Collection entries

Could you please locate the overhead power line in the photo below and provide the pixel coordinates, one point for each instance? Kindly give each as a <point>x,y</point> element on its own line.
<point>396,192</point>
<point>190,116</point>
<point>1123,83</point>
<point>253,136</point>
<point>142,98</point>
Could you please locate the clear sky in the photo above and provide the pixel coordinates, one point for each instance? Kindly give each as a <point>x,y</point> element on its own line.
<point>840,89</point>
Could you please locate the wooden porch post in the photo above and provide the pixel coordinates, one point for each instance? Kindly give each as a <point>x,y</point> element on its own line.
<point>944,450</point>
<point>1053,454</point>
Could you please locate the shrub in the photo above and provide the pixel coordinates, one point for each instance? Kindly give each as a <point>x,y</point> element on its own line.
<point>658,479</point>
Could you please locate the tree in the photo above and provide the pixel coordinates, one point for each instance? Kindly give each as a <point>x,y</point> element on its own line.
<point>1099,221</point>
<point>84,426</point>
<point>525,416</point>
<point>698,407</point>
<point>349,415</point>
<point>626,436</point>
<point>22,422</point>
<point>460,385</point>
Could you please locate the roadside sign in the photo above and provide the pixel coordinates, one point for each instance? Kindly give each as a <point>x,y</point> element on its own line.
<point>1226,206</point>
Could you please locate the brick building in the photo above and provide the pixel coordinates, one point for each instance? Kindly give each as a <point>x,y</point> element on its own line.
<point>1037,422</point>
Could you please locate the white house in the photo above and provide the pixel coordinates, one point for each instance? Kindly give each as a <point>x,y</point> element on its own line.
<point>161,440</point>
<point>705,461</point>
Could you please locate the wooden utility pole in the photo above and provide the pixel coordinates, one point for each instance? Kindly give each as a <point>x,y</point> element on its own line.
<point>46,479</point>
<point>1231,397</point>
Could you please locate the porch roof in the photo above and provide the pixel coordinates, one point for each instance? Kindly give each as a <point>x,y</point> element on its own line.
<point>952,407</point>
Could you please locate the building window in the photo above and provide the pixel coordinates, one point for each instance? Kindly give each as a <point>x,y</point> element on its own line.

(THE REQUEST): Rewrite the data above from the line with "Could you please locate the roadside" up to and including the line with "<point>1226,206</point>", shifting every coordinate up by 63 and keeping all other text the same.

(SOLUTION):
Could you please locate the roadside sign in the photo above and provide the pixel coordinates, one point for each instance? Kindly give each as a <point>x,y</point> element on its own line.
<point>1289,269</point>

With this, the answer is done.